Consigne:
Recopiez mot pour mot le passage du texte sur le harcèlement de rue qui va de « Difficile de qualifier la » jusqu'à « le débat public. » inclus.

--- Extrait du texte ---

Contravention, délit, périmètre
Qu'est-ce qu'un relou ?
 
 
 
Émission intégrale : https://lnkd.in/drzbYX7 ⤴️
  
Difficile de qualifier la lourdeur aux yeux de la loi. Ce que l'on peut dire en revanche, c'est que la très grande majorité des comportements que l'on qualifie usuellement de "harcèlement de rue" ne sont pas de simples outrages sexistes dignes d'une contravention pouvant aller jusqu'à 750 €, mais des délits qui ont tendance à être systématiquement déqualifiés dans le débat public.
 
Un homme qui vous traite de "Sale pute" dans l'espace public n'est pas un relou. C'est un délinquant qui vous inflige une injure sexiste publique, passible d'un an de prison et de 45 000 € d'amende. Un homme qui répète à votre encontre des propos ou un comportement à caractère sexuel, commet un harcèlement sexuel, délit passible de 2 ans de prison. Un homme qui vous assène des menaces de mort ou de viol, en général quelques secondes après avoir été éconduit, commet un délit passible de 5 ans de prison. Un frotteur commet ce que la loi qualifie d'agression sexuelle, passible de 5 ans de prison, etc.

--- Données fournies ---

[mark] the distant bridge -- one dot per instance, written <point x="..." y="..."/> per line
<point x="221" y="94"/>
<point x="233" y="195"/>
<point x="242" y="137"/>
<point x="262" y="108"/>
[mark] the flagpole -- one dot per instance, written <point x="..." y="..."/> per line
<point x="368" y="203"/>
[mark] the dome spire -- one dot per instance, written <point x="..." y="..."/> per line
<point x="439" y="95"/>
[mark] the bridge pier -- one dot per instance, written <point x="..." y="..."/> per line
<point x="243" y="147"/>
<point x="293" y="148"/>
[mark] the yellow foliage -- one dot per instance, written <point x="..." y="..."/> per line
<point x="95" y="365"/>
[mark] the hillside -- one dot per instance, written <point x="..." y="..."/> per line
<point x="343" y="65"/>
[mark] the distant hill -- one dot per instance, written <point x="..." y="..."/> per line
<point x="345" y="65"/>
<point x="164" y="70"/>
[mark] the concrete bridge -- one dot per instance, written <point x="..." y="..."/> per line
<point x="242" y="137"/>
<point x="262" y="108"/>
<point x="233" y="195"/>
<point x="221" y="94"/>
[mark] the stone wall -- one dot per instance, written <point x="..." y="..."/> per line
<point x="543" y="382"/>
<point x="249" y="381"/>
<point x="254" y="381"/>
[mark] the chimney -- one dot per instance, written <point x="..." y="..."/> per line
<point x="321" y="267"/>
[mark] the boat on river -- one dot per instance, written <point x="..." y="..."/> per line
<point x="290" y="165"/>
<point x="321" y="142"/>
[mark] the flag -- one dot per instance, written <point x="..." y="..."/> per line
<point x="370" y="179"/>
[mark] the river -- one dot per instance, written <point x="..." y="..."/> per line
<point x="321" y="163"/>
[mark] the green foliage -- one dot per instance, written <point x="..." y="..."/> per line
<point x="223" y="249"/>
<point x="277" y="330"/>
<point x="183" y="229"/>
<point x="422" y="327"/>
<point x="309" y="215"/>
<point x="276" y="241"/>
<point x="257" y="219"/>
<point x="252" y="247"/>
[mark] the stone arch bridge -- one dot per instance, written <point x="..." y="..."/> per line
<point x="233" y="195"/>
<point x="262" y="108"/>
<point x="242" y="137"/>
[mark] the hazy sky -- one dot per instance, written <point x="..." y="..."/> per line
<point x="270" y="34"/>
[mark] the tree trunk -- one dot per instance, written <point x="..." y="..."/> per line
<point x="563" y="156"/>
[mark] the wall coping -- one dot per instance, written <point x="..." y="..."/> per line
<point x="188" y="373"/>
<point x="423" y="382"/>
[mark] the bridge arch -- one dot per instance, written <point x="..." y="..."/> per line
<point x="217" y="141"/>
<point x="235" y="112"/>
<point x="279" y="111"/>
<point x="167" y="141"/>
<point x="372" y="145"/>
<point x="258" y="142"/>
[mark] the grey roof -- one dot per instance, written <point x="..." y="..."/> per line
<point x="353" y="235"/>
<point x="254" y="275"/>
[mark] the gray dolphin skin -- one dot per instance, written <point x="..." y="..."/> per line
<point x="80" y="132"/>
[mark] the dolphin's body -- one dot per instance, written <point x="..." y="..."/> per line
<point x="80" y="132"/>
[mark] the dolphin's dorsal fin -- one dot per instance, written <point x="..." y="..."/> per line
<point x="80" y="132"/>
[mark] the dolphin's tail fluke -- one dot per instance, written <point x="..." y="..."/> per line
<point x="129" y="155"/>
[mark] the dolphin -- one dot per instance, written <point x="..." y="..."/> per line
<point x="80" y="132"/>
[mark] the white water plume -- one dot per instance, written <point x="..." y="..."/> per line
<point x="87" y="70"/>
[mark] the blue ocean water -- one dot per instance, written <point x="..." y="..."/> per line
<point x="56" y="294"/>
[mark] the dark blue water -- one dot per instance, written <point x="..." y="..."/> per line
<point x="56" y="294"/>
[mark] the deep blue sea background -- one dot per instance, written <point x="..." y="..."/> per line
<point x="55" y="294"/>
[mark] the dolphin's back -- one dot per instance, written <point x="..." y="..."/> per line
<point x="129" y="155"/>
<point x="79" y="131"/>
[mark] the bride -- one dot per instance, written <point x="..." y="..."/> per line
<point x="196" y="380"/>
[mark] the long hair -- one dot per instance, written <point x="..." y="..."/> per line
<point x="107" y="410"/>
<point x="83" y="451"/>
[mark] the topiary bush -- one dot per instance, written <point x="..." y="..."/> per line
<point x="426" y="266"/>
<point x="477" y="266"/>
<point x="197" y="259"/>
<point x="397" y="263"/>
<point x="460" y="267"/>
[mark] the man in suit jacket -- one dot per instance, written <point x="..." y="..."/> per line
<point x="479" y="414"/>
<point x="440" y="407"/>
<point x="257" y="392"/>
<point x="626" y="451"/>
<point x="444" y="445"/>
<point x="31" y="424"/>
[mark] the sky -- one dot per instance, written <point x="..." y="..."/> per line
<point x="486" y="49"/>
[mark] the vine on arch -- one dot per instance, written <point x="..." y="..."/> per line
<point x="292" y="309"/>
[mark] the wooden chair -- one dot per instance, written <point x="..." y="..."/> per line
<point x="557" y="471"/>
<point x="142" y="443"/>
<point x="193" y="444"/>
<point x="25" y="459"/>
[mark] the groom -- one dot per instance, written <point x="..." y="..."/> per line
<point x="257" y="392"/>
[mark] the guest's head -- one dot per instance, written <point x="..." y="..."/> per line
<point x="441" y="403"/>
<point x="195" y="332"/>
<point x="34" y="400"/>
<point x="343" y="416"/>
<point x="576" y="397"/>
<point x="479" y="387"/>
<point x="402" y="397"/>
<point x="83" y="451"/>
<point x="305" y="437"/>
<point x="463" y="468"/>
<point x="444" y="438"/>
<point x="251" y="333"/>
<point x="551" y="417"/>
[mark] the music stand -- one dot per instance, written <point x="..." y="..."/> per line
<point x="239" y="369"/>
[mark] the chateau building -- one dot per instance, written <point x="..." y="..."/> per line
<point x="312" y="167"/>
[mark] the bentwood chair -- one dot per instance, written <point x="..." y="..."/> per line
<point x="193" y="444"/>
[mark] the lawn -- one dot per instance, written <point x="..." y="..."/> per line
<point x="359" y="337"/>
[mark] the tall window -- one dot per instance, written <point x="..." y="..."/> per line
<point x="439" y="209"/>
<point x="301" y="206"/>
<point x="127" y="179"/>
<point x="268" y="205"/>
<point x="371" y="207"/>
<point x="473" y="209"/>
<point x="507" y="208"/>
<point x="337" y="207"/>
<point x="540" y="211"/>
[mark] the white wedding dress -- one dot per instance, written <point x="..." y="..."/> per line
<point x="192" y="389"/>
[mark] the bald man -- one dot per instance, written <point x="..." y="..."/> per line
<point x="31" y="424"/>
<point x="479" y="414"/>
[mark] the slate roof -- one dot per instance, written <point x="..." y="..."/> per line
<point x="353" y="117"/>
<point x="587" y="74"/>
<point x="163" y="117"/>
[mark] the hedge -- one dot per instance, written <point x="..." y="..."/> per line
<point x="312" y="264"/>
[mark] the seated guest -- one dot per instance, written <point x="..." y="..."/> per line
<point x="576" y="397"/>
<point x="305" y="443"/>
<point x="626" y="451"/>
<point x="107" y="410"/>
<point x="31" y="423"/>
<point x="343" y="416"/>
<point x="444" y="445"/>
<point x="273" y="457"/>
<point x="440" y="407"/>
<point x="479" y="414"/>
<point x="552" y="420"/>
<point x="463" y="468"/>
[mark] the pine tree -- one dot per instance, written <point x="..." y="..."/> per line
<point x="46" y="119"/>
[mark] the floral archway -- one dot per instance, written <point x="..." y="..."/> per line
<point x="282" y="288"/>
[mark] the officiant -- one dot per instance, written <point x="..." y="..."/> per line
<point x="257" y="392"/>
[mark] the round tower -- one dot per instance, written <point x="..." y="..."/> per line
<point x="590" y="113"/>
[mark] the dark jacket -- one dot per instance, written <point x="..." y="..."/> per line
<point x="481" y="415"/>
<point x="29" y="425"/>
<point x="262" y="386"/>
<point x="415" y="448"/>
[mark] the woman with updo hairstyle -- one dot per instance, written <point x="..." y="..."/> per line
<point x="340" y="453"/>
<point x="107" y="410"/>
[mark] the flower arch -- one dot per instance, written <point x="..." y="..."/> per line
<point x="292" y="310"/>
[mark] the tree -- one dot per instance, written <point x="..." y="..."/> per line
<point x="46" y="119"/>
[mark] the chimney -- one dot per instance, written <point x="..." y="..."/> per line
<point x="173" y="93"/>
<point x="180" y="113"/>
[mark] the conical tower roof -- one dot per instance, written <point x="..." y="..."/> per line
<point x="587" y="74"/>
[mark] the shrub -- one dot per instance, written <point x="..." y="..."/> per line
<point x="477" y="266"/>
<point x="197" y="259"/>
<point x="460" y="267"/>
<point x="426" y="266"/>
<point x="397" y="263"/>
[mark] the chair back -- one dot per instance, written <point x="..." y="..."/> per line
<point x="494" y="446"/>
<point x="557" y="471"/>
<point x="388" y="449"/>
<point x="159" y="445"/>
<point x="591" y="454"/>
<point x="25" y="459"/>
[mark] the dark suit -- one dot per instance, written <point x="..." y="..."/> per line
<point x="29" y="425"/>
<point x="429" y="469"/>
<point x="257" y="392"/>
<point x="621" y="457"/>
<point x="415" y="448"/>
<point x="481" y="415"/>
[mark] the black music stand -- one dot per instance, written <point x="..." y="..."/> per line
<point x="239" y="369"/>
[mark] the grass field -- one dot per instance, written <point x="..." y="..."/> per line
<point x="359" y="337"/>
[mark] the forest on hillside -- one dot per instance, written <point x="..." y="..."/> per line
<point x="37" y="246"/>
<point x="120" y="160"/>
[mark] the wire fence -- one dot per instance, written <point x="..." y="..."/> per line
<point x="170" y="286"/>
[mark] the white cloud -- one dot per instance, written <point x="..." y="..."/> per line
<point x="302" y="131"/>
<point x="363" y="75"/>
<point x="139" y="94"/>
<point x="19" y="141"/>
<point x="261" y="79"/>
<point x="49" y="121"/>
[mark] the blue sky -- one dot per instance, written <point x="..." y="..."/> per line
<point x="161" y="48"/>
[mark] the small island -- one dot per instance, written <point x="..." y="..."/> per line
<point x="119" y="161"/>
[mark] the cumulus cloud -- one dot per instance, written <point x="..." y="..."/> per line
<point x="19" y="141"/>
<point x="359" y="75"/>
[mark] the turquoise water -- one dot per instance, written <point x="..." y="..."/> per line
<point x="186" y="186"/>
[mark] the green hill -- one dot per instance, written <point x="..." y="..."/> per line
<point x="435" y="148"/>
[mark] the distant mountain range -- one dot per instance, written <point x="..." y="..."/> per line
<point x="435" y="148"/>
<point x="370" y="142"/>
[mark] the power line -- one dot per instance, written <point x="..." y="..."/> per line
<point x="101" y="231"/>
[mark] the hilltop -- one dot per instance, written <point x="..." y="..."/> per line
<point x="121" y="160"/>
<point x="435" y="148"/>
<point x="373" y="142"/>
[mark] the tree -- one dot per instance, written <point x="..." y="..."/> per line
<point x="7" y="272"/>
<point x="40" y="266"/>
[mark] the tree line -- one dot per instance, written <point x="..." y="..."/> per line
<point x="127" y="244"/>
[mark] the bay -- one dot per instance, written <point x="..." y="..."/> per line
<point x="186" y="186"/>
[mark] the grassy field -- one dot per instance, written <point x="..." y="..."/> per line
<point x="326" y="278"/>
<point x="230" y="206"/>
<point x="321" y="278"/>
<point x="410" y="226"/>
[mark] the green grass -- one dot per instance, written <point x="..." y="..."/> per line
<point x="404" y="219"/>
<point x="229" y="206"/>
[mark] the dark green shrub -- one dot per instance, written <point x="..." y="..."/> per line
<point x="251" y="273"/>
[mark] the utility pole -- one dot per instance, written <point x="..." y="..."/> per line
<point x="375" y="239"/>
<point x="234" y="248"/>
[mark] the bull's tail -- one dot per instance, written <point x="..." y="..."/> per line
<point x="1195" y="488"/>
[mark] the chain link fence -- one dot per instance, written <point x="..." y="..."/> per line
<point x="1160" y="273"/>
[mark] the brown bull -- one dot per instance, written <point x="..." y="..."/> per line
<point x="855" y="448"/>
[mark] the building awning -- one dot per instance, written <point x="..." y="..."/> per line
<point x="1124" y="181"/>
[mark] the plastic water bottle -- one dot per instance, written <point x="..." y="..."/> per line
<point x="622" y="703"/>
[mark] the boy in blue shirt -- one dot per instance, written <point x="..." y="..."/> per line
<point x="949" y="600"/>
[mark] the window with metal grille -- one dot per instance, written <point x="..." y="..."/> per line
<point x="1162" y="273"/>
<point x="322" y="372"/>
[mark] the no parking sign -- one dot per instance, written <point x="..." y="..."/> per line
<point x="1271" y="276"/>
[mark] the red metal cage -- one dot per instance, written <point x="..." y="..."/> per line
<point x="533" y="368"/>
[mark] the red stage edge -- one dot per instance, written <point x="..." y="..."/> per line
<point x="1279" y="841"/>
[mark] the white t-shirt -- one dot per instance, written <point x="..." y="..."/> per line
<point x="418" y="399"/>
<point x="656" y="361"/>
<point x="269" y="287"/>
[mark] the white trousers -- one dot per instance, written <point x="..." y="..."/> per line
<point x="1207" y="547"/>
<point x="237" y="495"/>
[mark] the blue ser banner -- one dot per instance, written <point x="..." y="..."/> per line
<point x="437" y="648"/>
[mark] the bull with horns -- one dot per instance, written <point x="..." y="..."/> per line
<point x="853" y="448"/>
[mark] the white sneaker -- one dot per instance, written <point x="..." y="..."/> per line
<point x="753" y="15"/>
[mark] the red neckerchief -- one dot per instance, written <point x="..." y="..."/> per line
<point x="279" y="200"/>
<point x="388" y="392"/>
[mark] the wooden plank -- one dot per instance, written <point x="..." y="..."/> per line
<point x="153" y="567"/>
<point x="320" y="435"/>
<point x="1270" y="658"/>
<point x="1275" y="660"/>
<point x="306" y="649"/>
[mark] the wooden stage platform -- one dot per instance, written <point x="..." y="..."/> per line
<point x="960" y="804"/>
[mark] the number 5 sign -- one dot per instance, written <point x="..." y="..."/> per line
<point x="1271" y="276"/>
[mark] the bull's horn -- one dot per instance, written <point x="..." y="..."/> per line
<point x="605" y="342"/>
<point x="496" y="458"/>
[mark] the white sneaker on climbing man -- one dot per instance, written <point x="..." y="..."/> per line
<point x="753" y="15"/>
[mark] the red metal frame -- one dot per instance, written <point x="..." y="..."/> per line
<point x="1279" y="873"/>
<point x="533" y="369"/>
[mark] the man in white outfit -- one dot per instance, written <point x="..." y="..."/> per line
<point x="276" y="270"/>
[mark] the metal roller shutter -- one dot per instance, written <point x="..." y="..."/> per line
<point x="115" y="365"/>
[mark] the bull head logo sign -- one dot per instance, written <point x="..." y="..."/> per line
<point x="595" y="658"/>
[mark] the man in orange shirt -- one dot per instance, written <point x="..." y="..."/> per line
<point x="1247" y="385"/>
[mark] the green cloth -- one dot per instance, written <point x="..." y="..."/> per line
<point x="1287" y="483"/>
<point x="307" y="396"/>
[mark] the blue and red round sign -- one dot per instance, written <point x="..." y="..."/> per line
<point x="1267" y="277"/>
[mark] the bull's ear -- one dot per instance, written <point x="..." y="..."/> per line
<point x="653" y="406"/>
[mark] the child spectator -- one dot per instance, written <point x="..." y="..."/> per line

---

Réponse rédigée:
Difficile de qualifier la lourdeur aux yeux de la loi. Ce que l'on peut dire en revanche, c'est que la très grande majorité des comportements que l'on qualifie usuellement de "harcèlement de rue" ne sont pas de simples outrages sexistes dignes d'une contravention pouvant aller jusqu'à 750 €, mais des délits qui ont tendance à être systématiquement déqualifiés dans le débat public.